§ EXERCISE PROMPT
Turn every line of the items below into a numbered list, omitting any blank lines.

§ WORKING DATA
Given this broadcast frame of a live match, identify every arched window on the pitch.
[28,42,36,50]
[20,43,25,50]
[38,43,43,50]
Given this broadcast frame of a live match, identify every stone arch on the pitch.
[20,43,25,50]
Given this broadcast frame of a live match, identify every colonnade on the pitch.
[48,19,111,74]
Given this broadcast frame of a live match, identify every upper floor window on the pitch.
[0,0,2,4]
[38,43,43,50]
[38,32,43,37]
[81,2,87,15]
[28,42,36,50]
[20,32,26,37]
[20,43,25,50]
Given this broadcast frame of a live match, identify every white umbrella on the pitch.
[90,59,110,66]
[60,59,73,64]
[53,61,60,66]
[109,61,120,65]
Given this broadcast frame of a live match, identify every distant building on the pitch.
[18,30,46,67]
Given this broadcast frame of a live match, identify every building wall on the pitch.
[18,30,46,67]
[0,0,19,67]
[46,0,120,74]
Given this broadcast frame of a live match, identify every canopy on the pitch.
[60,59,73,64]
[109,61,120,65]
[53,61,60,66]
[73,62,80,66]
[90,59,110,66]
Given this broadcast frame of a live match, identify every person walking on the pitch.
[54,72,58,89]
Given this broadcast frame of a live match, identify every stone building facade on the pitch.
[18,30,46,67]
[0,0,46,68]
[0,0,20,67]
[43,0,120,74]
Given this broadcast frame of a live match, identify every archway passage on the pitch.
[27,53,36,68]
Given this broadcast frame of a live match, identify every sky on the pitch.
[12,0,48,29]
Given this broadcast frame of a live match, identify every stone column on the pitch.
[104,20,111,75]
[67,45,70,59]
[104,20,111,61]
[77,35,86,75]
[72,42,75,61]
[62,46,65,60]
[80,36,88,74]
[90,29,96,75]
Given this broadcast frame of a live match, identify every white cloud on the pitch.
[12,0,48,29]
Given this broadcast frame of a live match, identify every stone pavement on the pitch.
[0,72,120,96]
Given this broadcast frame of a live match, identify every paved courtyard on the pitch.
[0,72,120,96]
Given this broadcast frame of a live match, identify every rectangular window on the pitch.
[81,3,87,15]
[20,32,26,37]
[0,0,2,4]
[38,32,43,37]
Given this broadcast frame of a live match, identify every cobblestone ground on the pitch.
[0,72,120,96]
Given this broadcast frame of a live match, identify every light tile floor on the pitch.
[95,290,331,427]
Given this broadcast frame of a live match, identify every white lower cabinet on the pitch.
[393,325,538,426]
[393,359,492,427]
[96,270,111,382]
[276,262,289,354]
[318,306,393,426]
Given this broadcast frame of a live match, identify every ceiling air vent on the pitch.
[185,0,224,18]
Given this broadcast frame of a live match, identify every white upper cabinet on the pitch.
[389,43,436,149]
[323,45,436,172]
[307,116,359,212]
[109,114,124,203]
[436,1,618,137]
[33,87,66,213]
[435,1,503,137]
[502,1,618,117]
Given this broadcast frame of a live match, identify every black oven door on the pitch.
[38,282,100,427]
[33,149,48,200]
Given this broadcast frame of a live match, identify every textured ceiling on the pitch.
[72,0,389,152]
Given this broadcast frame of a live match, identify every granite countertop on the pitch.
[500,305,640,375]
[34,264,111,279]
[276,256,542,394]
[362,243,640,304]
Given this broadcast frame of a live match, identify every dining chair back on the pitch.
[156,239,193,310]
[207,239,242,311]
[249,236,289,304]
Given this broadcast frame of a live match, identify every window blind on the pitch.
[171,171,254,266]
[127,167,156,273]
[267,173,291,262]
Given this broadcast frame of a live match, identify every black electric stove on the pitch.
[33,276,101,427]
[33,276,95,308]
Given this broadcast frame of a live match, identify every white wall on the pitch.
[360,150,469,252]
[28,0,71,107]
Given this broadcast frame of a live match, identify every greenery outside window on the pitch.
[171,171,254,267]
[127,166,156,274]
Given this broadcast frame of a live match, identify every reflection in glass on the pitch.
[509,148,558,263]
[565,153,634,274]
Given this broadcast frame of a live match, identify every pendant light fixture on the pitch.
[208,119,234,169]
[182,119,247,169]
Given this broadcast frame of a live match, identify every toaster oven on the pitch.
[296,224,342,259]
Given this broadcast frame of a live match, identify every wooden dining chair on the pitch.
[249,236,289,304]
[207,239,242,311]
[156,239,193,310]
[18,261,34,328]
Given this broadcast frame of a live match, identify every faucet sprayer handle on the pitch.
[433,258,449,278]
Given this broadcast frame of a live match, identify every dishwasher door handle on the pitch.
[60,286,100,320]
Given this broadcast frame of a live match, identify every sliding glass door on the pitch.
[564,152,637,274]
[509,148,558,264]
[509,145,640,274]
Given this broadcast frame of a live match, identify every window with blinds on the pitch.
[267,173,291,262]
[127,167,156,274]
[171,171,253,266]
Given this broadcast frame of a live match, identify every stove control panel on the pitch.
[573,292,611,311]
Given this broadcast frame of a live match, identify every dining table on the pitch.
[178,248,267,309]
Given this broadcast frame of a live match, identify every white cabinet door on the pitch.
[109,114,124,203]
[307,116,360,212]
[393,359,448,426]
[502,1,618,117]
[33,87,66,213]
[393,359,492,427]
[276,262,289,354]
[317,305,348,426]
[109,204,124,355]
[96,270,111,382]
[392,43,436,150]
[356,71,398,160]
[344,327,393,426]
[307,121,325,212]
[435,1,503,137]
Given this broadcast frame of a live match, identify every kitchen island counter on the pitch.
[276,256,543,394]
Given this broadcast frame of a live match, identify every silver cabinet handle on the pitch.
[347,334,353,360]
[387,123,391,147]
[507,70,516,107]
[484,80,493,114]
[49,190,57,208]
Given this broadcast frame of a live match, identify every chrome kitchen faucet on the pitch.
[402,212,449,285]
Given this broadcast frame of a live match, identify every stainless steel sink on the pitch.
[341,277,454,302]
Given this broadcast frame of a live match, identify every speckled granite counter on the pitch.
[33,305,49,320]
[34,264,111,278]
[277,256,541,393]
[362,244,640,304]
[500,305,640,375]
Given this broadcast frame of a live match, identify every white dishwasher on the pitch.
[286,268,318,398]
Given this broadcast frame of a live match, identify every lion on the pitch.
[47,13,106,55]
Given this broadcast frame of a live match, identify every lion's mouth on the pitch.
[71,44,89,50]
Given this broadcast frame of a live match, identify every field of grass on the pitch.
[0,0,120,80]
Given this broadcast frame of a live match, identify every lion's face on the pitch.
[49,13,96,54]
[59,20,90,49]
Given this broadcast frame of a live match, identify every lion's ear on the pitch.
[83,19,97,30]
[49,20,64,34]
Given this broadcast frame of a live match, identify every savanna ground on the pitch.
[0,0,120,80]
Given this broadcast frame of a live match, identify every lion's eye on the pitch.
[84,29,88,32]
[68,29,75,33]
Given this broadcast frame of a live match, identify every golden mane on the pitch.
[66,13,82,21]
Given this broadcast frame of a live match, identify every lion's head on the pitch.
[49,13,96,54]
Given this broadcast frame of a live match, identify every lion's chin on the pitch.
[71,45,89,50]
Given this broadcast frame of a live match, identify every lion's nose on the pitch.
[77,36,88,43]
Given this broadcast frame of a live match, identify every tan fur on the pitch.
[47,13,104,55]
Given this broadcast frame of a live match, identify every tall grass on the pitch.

§ FINAL RESULT
1. Given this broadcast frame of a live match, identify every arched window on the pitch.
2. [28,42,36,50]
3. [20,43,25,50]
4. [38,43,43,50]
5. Given this broadcast frame of a live match, identify every stone arch on the pitch.
6. [20,43,25,50]
7. Given this broadcast frame of a live match, identify every colonnade on the pitch.
8. [48,19,111,74]
9. Given this broadcast frame of a live match, identify every upper floor window on the pitch.
10. [0,0,2,4]
11. [38,43,43,50]
12. [38,32,43,37]
13. [81,2,87,15]
14. [28,42,36,50]
15. [20,32,26,37]
16. [20,43,25,50]
17. Given this broadcast frame of a live match, identify every white umbrella on the pitch.
18. [90,59,110,66]
19. [60,59,73,64]
20. [53,61,60,66]
21. [109,61,120,65]
22. Given this broadcast frame of a live match, identify every distant building on the pitch.
23. [18,30,46,67]
24. Given this broadcast frame of a live match, identify every building wall on the pitch.
25. [18,30,46,67]
26. [0,0,19,67]
27. [46,0,120,74]
28. Given this broadcast frame of a live match, identify every canopy on the pitch.
29. [60,59,73,64]
30. [109,61,120,65]
31. [53,61,60,66]
32. [73,62,80,66]
33. [90,59,110,66]
34. Given this broadcast frame of a live match, identify every person walking on the pitch.
35. [54,72,58,89]
36. Given this broadcast frame of a live match, identify every stone building facade on the pitch.
37. [18,30,46,67]
38. [0,0,46,68]
39. [0,0,20,67]
40. [43,0,120,74]
41. Given this broadcast frame of a live match, identify every archway passage on the pitch.
42. [27,53,36,68]
43. Given this broadcast frame of a live match, identify every sky on the pitch.
44. [12,0,48,29]
45. Given this broadcast frame of a live match, identify every stone column on the pitch.
46. [104,20,111,75]
47. [67,45,70,59]
48. [104,20,111,61]
49. [77,35,86,75]
50. [72,42,75,61]
51. [62,46,65,60]
52. [80,36,88,74]
53. [90,29,96,75]
54. Given this broadcast frame of a live match, identify every white cloud on the pitch.
55. [12,0,48,29]
56. Given this broadcast frame of a live match, identify every stone pavement on the pitch.
57. [0,72,120,96]
58. Given this broadcast frame of a live match, identify every paved courtyard on the pitch.
59. [0,72,120,96]
60. Given this broadcast frame of a live match, identify every rectangular window on the pitch.
61. [81,3,87,15]
62. [20,32,26,37]
63. [0,0,2,4]
64. [38,32,43,37]
65. Given this broadcast frame of a live match, identify every cobblestone ground on the pitch.
66. [0,72,120,96]
67. Given this broadcast frame of a live match, identify every light tile floor on the pitch.
68. [95,290,331,427]
69. Given this broadcast frame of a live match, identify every white lower cabinet on the pitch.
70. [393,325,538,426]
71. [393,359,492,427]
72. [96,270,111,382]
73. [276,262,289,354]
74. [318,306,393,426]
75. Given this broadcast frame of a live match, identify every ceiling air vent on the pitch.
76. [185,0,224,18]
77. Given this broadcast frame of a live match, identify every white upper cabinet on the pitch.
78. [389,43,436,149]
79. [323,45,436,172]
80. [307,116,359,212]
81. [109,114,124,203]
82. [436,1,618,137]
83. [33,87,66,213]
84. [435,1,503,137]
85. [502,1,618,117]
86. Given this broadcast frame of a live match, identify every black oven door on the pitch.
87. [38,282,100,427]
88. [33,149,48,200]
89. Given this broadcast frame of a live match, identify every textured ceiling on the pitch.
90. [72,0,389,152]
91. Given this broadcast frame of a live match, identify every granite countertop on the pitch.
92. [500,305,640,375]
93. [34,264,111,279]
94. [276,256,542,394]
95. [362,243,640,304]
96. Given this broadcast frame of a live match, identify every dining chair back on the pitch.
97. [156,239,193,310]
98. [207,239,242,311]
99. [249,236,289,304]
100. Given this broadcast frame of a live match, identify every window blind on the pitch.
101. [171,171,254,266]
102. [127,167,156,273]
103. [267,173,291,262]
104. Given this broadcast frame of a live match, identify every black electric stove on the pitch.
105. [33,276,101,427]
106. [33,276,95,308]
107. Given this broadcast frame of a live match, identify every white wall on the pitch.
108. [360,150,469,252]
109. [28,0,71,107]
110. Given this broadcast frame of a live match, identify every greenery outside window on the pitch.
111. [171,171,254,267]
112. [127,166,156,274]
113. Given this broadcast frame of a live match, identify every reflection in glass on the pitch.
114. [509,148,558,263]
115. [565,153,634,274]
116. Given this broadcast frame of a live match, identify every pendant light fixture on the pitch.
117. [208,119,234,169]
118. [182,119,247,169]
119. Given this broadcast frame of a live match, identify every toaster oven on the pitch.
120. [296,224,342,259]
121. Given this broadcast frame of a live match, identify every wooden dining chair on the pitch.
122. [249,236,289,304]
123. [207,239,242,311]
124. [156,239,193,310]
125. [18,261,34,328]
126. Given this broadcast frame of a live match, identify every faucet sprayer handle on the pitch.
127. [433,258,449,278]
128. Given this broadcast frame of a live match, identify every dishwasher door handle on the pitch.
129. [60,286,100,320]
130. Given this broadcast frame of a live match, identify every sliding glass door on the pitch.
131. [564,152,637,274]
132. [509,148,558,264]
133. [509,145,640,274]
134. Given this broadcast frame of a live match, identify every window with blinds on the pitch.
135. [267,173,291,262]
136. [127,167,156,274]
137. [171,171,253,266]
138. Given this broadcast frame of a live match, identify every stove control panel on the pitch.
139. [573,292,611,311]
140. Given this broadcast frame of a live match, identify every dining table on the pitch.
141. [178,248,267,309]
142. Given this broadcast frame of a live match, identify every white cabinet door on the pitch.
143. [109,114,124,203]
144. [307,116,360,212]
145. [393,359,448,426]
146. [502,1,618,117]
147. [33,87,66,213]
148. [393,359,492,427]
149. [276,262,289,354]
150. [317,305,348,426]
151. [109,204,124,355]
152. [96,270,111,382]
153. [392,43,436,150]
154. [356,71,398,160]
155. [344,327,393,426]
156. [307,121,325,212]
157. [435,1,503,137]
158. Given this broadcast frame of a live match, identify every kitchen island counter on the pitch.
159. [276,256,543,394]
160. Given this broadcast frame of a live match, identify every silver cabinet handle on the pitch.
161. [347,334,353,360]
162. [387,123,391,147]
163. [507,70,516,107]
164. [484,80,493,114]
165. [49,190,57,208]
166. Given this broadcast frame of a live match, identify every chrome kitchen faucet on the pitch.
167. [402,212,449,285]
168. Given this broadcast frame of a live match, identify every stainless steel sink on the pitch.
169. [341,277,454,302]
170. Given this broadcast frame of a live match, identify every speckled granite counter on the pitch.
171. [33,305,49,320]
172. [34,264,111,278]
173. [277,256,541,393]
174. [362,244,640,304]
175. [500,305,640,375]
176. Given this broadcast frame of a live match, identify every white dishwasher on the pitch.
177. [286,268,318,398]
178. Given this broadcast frame of a live match, identify every lion on the pitch.
179. [47,13,106,55]
180. Given this broadcast frame of a live match, identify every lion's mouth on the pitch.
181. [71,44,89,50]
182. Given this broadcast frame of a live match, identify every field of grass on the pitch.
183. [0,0,120,80]
184. Given this broadcast frame of a live match, identify every lion's face on the pitch.
185. [49,13,96,54]
186. [59,20,90,49]
187. Given this broadcast frame of a live match, identify every lion's ear on the pitch.
188. [83,19,97,30]
189. [49,20,64,34]
190. Given this broadcast frame of a live match, identify every savanna ground on the pitch.
191. [0,0,120,80]
192. Given this broadcast frame of a live match, identify every lion's eye on the pitch.
193. [84,29,88,32]
194. [68,29,75,33]
195. Given this broadcast frame of a live match, identify every golden mane on the pitch.
196. [66,13,82,21]
197. Given this broadcast frame of a live match, identify every lion's head on the pitch.
198. [49,13,96,54]
199. Given this broadcast frame of a live match, identify every lion's chin on the pitch.
200. [71,45,89,50]
201. Given this broadcast frame of a live match, identify every lion's nose on the pitch.
202. [77,36,88,43]
203. Given this broadcast frame of a live match, identify every tan fur on the pitch.
204. [47,13,104,55]
205. Given this broadcast frame of a live match, identify every tall grass on the pitch.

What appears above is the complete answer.